-- Records to use follows --

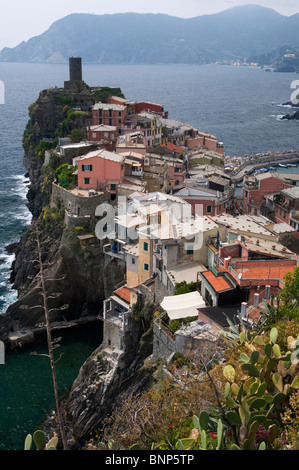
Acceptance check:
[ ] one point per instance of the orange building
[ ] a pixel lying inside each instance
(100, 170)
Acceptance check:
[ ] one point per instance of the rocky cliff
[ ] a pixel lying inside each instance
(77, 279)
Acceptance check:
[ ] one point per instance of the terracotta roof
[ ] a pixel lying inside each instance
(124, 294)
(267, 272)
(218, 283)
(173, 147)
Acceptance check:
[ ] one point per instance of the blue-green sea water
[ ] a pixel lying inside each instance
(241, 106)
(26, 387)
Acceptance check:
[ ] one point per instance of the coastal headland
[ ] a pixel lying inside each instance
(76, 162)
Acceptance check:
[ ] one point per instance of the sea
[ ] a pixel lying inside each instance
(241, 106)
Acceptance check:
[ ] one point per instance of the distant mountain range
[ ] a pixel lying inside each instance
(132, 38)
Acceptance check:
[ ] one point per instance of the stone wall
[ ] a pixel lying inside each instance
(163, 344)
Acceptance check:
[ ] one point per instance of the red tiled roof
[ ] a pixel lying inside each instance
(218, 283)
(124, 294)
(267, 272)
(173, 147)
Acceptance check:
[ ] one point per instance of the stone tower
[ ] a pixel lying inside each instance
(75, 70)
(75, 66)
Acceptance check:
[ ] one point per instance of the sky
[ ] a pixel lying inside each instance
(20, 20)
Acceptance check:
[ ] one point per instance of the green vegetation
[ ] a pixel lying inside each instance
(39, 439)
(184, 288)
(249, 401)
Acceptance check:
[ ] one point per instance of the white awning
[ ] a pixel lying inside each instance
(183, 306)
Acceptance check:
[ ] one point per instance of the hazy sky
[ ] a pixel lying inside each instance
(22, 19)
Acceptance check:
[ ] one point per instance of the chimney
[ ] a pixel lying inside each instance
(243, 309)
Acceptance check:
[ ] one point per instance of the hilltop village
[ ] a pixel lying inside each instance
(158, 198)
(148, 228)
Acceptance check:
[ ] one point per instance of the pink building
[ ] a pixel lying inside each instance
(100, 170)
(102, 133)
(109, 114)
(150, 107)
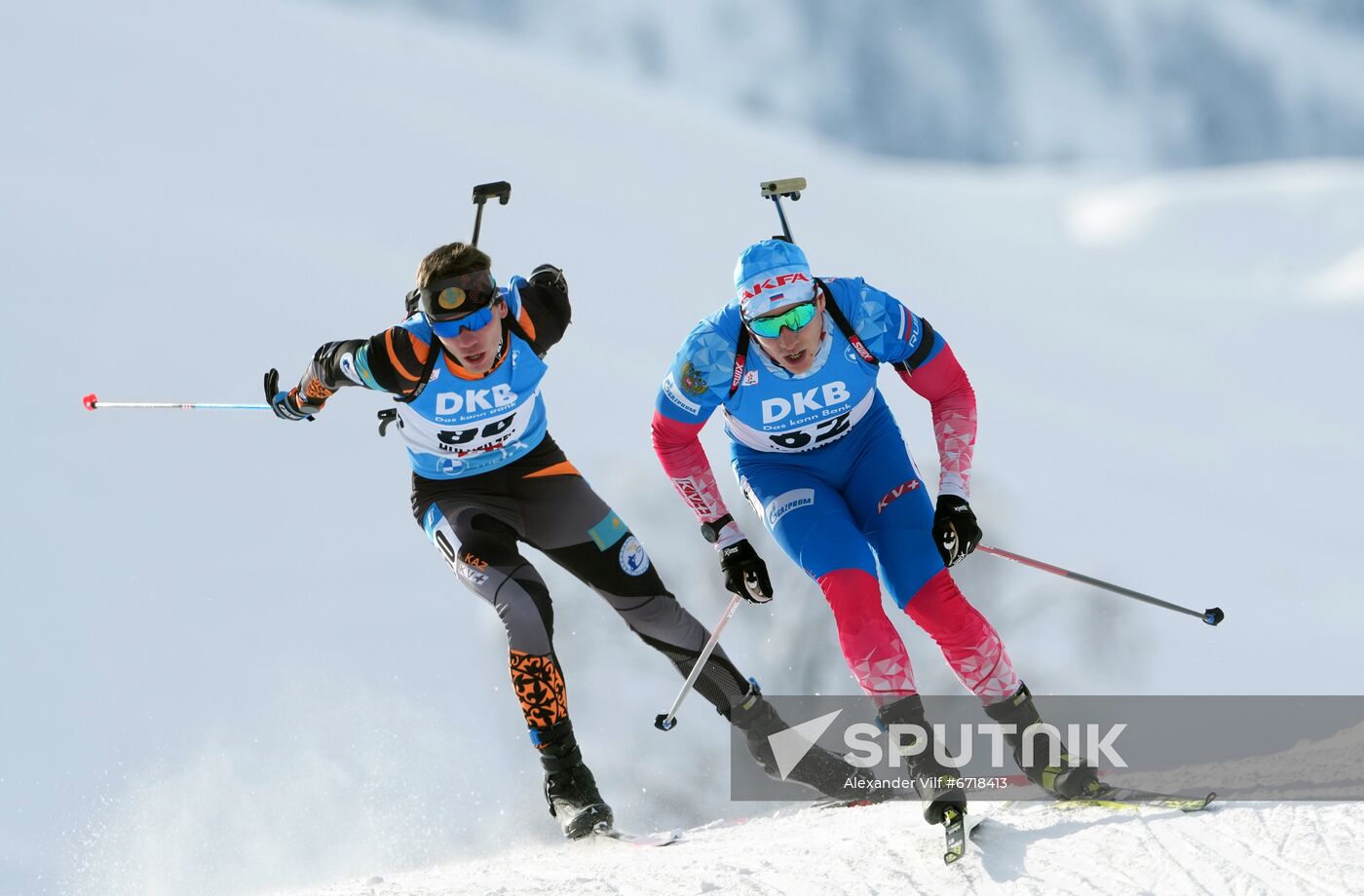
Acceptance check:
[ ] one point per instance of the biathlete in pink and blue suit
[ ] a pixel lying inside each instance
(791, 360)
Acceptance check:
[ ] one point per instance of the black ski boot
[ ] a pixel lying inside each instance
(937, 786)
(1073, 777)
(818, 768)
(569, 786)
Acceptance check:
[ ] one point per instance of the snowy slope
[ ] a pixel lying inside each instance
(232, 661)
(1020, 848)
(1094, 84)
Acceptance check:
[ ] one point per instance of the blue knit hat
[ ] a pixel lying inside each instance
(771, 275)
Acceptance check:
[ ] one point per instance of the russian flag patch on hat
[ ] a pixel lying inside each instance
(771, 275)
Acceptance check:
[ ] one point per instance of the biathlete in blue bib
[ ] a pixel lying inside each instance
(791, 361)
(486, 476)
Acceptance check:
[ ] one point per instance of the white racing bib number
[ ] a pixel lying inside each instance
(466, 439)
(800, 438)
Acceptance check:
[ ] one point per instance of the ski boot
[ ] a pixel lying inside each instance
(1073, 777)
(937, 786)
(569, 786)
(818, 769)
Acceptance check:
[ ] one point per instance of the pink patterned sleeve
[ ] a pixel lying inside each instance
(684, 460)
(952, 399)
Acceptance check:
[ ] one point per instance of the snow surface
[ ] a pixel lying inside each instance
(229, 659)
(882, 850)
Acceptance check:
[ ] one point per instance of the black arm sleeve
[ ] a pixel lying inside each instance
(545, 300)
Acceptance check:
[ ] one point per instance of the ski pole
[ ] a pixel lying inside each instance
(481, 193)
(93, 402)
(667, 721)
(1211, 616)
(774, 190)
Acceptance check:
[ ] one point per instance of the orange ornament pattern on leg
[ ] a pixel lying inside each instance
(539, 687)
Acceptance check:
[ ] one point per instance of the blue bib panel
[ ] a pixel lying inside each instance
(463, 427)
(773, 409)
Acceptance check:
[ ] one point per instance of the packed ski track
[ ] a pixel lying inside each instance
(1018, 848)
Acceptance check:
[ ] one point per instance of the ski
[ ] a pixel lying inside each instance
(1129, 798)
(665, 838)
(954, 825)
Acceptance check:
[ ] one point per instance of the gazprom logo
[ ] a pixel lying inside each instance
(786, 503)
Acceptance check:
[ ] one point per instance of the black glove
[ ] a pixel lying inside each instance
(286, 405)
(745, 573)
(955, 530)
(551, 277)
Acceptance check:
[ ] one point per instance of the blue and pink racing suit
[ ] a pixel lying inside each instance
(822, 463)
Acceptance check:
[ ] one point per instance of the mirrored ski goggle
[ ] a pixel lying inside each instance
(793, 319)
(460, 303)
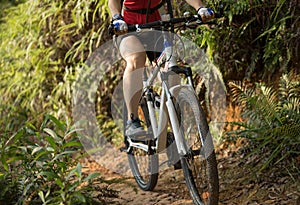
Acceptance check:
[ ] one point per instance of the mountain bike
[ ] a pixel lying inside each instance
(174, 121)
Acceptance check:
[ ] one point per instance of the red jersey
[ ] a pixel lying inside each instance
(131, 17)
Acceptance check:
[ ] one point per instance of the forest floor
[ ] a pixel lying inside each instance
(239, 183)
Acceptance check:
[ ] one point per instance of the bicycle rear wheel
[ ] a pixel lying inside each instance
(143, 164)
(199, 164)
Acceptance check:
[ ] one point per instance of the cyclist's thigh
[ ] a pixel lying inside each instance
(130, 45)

-- Records to use concluded --

* _Exercise_
Take from the entries every line that has the string "pink".

* _Output below_
[ ] one point per instance of the pink building
[ ] one point per instance of the biathlete in pink and blue suit
[ ] one point per instance of the pink patterned sleeve
[ ] one point per instance of the blue and pink racing suit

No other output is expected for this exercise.